Line by line, return the listing exactly, without any of the images.

Given entries: Begin

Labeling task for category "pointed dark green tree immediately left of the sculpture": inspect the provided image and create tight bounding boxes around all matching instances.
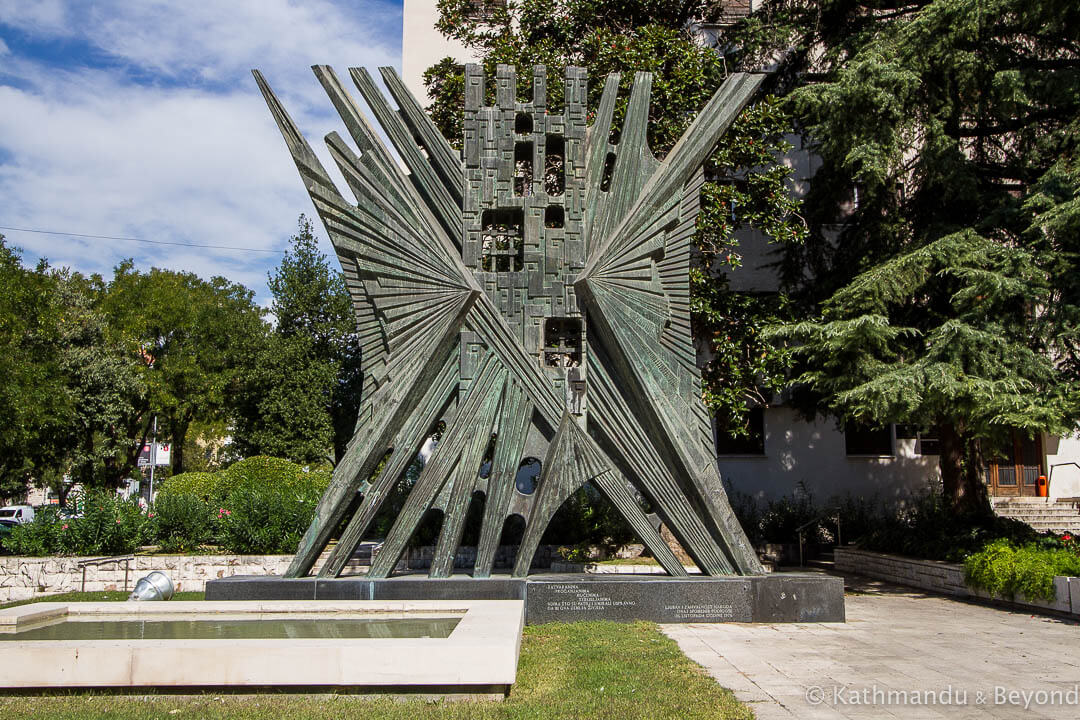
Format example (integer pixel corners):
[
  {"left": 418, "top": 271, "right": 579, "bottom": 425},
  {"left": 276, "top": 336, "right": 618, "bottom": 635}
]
[{"left": 234, "top": 215, "right": 362, "bottom": 463}]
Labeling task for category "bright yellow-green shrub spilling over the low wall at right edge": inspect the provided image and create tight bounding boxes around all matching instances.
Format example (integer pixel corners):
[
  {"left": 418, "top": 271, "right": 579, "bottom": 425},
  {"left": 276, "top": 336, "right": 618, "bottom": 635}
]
[{"left": 963, "top": 540, "right": 1080, "bottom": 601}]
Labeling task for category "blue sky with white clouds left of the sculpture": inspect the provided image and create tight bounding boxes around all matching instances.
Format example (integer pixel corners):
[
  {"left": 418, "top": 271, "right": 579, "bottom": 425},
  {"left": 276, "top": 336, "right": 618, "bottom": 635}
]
[{"left": 0, "top": 0, "right": 402, "bottom": 302}]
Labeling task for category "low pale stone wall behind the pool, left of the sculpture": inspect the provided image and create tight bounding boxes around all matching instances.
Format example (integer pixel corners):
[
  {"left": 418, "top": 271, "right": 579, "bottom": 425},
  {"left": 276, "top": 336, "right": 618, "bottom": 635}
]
[{"left": 0, "top": 555, "right": 293, "bottom": 602}]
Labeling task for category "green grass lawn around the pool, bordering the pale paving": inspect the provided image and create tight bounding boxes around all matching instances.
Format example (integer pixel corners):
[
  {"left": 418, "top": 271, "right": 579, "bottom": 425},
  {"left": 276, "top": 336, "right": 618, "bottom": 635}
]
[{"left": 0, "top": 593, "right": 754, "bottom": 720}]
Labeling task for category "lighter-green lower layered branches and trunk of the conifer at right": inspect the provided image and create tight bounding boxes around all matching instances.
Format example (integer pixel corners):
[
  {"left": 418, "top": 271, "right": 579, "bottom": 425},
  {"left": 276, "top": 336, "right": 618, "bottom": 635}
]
[{"left": 771, "top": 231, "right": 1077, "bottom": 513}]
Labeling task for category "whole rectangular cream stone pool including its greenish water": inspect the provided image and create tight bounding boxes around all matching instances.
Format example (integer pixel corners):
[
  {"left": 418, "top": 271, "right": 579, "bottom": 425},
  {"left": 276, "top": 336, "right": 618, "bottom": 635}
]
[{"left": 0, "top": 600, "right": 525, "bottom": 699}]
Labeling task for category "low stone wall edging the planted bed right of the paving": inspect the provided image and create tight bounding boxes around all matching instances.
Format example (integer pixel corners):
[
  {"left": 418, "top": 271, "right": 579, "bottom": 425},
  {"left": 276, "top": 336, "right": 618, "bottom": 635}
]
[{"left": 834, "top": 547, "right": 1080, "bottom": 617}]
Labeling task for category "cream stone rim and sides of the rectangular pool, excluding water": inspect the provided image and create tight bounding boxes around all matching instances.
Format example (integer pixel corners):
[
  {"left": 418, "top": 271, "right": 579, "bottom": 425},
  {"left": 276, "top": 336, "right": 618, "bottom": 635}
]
[{"left": 0, "top": 600, "right": 525, "bottom": 696}]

Given entries: End

▸ Solution to this exercise
Labeling task for category "pointed dark green tree immediately left of the sculpture": inspect the provided image and create tight bounding boxes around all matching instances.
Format example (integer pixel corners):
[
  {"left": 418, "top": 271, "right": 579, "bottom": 425},
  {"left": 276, "top": 336, "right": 618, "bottom": 635}
]
[{"left": 234, "top": 215, "right": 362, "bottom": 463}]
Labeling task for category "bright yellow-green shrub spilling over the low wall at right edge": inspect the provided image and create tight bounding boxes around all matching instances.
Format example (integer pixel corners):
[
  {"left": 418, "top": 271, "right": 579, "bottom": 425},
  {"left": 276, "top": 336, "right": 618, "bottom": 635}
]
[{"left": 963, "top": 540, "right": 1080, "bottom": 601}]
Labeling task for category "blue sky with white clouds left of the sculpture": inspect the provided image and create tight bounding boxes around all matching instances.
Format example (integer pixel corners):
[
  {"left": 418, "top": 271, "right": 579, "bottom": 425},
  {"left": 276, "top": 336, "right": 618, "bottom": 635}
]
[{"left": 0, "top": 0, "right": 402, "bottom": 302}]
Labeling task for category "low pale stone wall behind the pool, left of the sculpture": inspect the provided image and create tight bounding boxes around all matching instances.
Format example (integer pixel corners):
[
  {"left": 418, "top": 271, "right": 579, "bottom": 425},
  {"left": 276, "top": 336, "right": 618, "bottom": 635}
]
[{"left": 0, "top": 555, "right": 293, "bottom": 602}]
Labeling task for category "green grass lawn around the pool, bordering the pale paving": inspect the provided image and create tight bounding boxes around all matching instances.
Format example (integer pixel corners):
[
  {"left": 418, "top": 271, "right": 579, "bottom": 425},
  {"left": 276, "top": 336, "right": 618, "bottom": 635}
]
[{"left": 0, "top": 593, "right": 754, "bottom": 720}]
Labeling task for category "lighter-green lower layered branches and trunk of the conifer at right": inspect the provided image and create tight bounding boxes around all matching instances.
Format example (integer pixel corners):
[
  {"left": 418, "top": 271, "right": 579, "bottom": 425},
  {"left": 276, "top": 336, "right": 618, "bottom": 635}
]
[{"left": 771, "top": 231, "right": 1077, "bottom": 513}]
Labeling task for category "whole rectangular cream stone pool including its greenish water": inspect the provided image and create tight bounding boxes around all matching instances.
Format example (integer pixel corners):
[
  {"left": 418, "top": 271, "right": 579, "bottom": 425},
  {"left": 276, "top": 336, "right": 618, "bottom": 635}
]
[{"left": 0, "top": 600, "right": 525, "bottom": 699}]
Labeling task for category "low stone wall edging the planted bed right of the paving": inspect the provided image and create tight bounding boxes around all matching instances.
Format example (integer pixel corners):
[
  {"left": 418, "top": 271, "right": 579, "bottom": 425},
  {"left": 276, "top": 336, "right": 618, "bottom": 635}
]
[{"left": 834, "top": 547, "right": 1080, "bottom": 617}]
Labeling task for category "cream stone rim and sides of the rectangular pool, excluding water": inspect the provided image and create tight bounding boxes around all matching instances.
Format example (integer pixel corners):
[
  {"left": 418, "top": 271, "right": 579, "bottom": 425},
  {"left": 276, "top": 336, "right": 618, "bottom": 635}
]
[{"left": 0, "top": 600, "right": 525, "bottom": 696}]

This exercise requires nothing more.